任务说明: 抄录预训练模型预测教程中从“import pandas as”开始、到“torch.cuda.is_available() else 'cpu')”结束的一段，一字不改。

Task2：预训练模型预测

注意，ImageNet 1000类中并不包含“西瓜”

1. 安装配置环境

pip install numpy pandas matplotlib requests tqdm opencv-python pillow gc -i https://pypi.tuna.tsinghua.edu.cn/simple
#安装pytorch
pip3 install torch torchvision torchaudio --extra-index-url https://download.pytorch.org/whl/cu113
#安装mmcv-full
pip install mmcv-full -f https://download.openmmlab.com/mmcv/dist/cu113/torch1.10.0/index.html
#下载中文字体文件
wget https://zihao-openmmlab.obs.cn-east-3.myhuaweicloud.com/20220716-mmclassification/dataset/SimHei.ttf
#下载Image Net1000类别信息
wget https://zihao-openmmlab.obs.cn-east-3.myhuaweicloud.com/20220716-mmclassification/dataset/meta_data/imagenet_class_index.csv

#创建目录
import os
# 存放测试图片
os.mkdir('test_img')

# 存放结果文件
os.mkdir('output')

# 下载测试图像文件 至 test_img 文件夹

!wget https://zihao-openmmlab.obs.cn-east-3.myhuaweicloud.com/20220716-mmclassification/test/watermelon1.jpg -O test_img/watermelon1.jpg
!wget https://zihao-openmmlab.obs.cn-east-3.myhuaweicloud.com/20220716-mmclassification/test/banana1.jpg -O test_img/banana1.jpg
!wget https://zihao-openmmlab.obs.cn-east-3.myhuaweicloud.com/20220716-mmclassification/test/cat1.jpg -O test_img/cat1.jpg

# 哈士奇，来源：https://www.pexels.com/zh-cn/photo/2853130/
!wget https://zihao-openmmlab.obs.cn-east-3.myhuaweicloud.com/20220716-mmclassification/test/husky1.jpeg -O test_img/husky1.jpeg

# 猫狗，来源：https://unsplash.com/photos/ouo1hbizWwo
!wget https://zihao-openmmlab.obs.cn-east-3.myhuaweicloud.com/20220716-mmclassification/test/cat_dog.jpg -O test_img/cat_dog.jpg

!wget https://zihao-openmmlab.obs.cn-east-3.myhuaweicloud.com/20220716-mmclassification/test/video_2.mp4 -O test_img/video_2.mp4

2. 预测单张图像

import os

import cv2

import pandas as pd
import numpy as np

import torch

import matplotlib.pyplot as plt

# 有 GPU 就用 GPU，没有就用 CPU
device = torch.device('cuda:0' if torch.cuda.is_available() else 'cpu')

[数据集所含记录]

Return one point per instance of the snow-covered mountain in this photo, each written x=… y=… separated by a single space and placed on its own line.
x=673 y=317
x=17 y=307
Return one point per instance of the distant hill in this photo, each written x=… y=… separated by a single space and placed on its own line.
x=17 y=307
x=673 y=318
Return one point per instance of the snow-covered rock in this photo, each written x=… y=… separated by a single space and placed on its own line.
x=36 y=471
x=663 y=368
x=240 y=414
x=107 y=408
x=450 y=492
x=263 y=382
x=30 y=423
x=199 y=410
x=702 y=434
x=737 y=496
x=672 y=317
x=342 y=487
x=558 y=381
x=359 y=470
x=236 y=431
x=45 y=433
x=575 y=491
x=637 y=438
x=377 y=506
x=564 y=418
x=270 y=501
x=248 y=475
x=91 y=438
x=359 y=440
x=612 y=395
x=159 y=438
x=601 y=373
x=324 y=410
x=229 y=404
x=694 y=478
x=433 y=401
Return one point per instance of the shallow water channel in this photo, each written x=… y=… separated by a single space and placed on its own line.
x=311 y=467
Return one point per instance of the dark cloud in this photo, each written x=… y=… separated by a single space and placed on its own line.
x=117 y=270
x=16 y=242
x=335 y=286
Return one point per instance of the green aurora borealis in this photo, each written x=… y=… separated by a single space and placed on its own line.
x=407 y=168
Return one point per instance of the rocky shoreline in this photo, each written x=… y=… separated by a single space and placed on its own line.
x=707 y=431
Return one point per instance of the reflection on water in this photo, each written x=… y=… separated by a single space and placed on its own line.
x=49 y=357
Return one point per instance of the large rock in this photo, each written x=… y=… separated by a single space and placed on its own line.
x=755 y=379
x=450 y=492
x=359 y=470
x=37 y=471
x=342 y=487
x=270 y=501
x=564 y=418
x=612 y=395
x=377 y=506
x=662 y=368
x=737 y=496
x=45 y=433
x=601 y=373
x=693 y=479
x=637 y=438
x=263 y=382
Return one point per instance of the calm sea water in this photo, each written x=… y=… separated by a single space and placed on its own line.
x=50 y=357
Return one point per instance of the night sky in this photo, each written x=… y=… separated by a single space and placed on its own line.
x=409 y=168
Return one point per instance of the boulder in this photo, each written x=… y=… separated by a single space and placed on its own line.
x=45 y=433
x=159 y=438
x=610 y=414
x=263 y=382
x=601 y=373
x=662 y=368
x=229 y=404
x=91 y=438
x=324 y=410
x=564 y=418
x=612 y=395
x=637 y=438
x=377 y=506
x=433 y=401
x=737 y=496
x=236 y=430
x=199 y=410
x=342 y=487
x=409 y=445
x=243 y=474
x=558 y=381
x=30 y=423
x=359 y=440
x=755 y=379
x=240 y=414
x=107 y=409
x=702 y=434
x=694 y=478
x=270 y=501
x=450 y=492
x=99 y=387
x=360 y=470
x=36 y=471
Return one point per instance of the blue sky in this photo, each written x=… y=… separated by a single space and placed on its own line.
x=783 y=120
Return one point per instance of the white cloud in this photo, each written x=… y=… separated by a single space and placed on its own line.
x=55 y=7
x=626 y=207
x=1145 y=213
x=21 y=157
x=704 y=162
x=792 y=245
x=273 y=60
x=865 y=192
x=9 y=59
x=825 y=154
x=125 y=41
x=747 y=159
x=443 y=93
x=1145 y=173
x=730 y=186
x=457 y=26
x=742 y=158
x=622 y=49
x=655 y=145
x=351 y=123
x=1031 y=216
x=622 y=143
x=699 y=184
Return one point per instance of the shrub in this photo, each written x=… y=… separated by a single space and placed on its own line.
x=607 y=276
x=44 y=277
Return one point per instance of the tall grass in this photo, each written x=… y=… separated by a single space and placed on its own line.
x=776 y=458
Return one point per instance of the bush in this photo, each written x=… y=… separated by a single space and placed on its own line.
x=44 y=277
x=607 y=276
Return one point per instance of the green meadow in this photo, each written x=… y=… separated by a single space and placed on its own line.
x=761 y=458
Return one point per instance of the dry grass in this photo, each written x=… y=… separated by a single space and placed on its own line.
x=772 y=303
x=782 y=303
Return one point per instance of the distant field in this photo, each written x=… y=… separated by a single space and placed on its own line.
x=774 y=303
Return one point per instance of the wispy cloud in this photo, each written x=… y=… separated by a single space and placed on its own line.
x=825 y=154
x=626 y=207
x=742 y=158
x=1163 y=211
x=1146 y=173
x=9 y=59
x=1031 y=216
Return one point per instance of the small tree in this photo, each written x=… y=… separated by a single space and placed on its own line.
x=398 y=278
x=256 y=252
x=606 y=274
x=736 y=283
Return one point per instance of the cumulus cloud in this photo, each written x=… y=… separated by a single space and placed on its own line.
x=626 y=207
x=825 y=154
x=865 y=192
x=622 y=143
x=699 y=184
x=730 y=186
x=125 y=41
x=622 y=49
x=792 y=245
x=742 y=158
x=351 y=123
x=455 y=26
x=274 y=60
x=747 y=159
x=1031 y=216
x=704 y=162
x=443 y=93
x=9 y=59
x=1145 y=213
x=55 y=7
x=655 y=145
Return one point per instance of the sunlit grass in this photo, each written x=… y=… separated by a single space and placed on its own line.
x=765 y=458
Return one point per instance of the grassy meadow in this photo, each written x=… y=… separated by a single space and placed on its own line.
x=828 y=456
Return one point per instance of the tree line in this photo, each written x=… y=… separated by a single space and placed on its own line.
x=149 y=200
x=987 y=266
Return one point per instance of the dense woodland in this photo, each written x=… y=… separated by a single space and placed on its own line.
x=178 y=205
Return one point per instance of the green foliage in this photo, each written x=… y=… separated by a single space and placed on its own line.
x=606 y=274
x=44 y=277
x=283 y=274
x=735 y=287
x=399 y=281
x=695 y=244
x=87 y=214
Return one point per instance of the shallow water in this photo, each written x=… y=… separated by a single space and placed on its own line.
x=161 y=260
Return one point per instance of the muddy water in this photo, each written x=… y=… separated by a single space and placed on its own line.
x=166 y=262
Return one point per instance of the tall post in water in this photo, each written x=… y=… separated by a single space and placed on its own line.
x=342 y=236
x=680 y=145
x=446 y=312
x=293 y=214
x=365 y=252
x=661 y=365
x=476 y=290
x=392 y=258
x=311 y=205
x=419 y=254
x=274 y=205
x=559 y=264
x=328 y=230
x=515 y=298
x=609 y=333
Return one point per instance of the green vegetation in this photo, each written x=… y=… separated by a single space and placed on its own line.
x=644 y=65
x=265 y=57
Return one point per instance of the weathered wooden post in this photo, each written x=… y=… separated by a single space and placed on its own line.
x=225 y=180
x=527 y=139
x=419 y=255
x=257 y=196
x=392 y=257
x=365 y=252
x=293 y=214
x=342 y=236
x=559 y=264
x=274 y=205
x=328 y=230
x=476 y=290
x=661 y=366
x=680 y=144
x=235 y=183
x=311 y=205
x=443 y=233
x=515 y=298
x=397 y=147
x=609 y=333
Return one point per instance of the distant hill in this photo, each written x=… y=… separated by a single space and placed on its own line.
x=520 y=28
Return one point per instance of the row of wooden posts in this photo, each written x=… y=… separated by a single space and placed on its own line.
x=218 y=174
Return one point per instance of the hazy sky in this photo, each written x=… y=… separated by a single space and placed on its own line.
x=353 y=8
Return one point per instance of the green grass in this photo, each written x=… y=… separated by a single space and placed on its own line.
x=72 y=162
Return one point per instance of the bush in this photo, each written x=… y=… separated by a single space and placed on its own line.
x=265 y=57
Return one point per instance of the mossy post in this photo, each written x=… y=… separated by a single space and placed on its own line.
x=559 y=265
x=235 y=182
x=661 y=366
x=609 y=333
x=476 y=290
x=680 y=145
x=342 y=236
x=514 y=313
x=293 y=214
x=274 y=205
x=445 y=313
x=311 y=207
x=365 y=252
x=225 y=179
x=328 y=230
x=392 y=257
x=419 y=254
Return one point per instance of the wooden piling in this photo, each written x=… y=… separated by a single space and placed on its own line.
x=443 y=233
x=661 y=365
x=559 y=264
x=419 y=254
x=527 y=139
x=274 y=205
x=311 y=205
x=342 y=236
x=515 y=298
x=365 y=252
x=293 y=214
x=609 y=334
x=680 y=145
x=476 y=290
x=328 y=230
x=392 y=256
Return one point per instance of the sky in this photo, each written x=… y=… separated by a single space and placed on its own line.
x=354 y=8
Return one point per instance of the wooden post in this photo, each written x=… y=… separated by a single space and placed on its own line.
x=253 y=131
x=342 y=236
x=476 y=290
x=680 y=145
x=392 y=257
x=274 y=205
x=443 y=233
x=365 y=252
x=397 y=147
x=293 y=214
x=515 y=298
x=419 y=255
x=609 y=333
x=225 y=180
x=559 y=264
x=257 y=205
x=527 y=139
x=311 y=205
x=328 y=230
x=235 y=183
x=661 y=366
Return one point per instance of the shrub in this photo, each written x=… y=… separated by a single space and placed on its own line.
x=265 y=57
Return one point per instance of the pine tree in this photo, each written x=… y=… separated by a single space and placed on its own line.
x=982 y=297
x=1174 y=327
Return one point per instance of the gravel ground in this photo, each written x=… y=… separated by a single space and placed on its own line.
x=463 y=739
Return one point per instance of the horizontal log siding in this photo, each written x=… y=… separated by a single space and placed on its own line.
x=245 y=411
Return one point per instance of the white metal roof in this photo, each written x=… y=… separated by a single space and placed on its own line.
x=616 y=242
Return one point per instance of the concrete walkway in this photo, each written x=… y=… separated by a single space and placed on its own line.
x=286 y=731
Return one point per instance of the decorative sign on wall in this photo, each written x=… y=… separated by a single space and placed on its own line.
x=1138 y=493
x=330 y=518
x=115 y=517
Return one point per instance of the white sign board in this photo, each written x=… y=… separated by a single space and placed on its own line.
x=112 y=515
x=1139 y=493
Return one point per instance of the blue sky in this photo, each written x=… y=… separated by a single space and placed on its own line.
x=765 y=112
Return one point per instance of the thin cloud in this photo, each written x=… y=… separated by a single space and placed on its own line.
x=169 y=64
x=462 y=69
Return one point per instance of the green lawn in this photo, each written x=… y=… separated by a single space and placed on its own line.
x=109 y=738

完整输出:
import pandas as pd
import numpy as np

import torch

import matplotlib.pyplot as plt

# 有 GPU 就用 GPU，没有就用 CPU
device = torch.device('cuda:0' if torch.cuda.is_available() else 'cpu')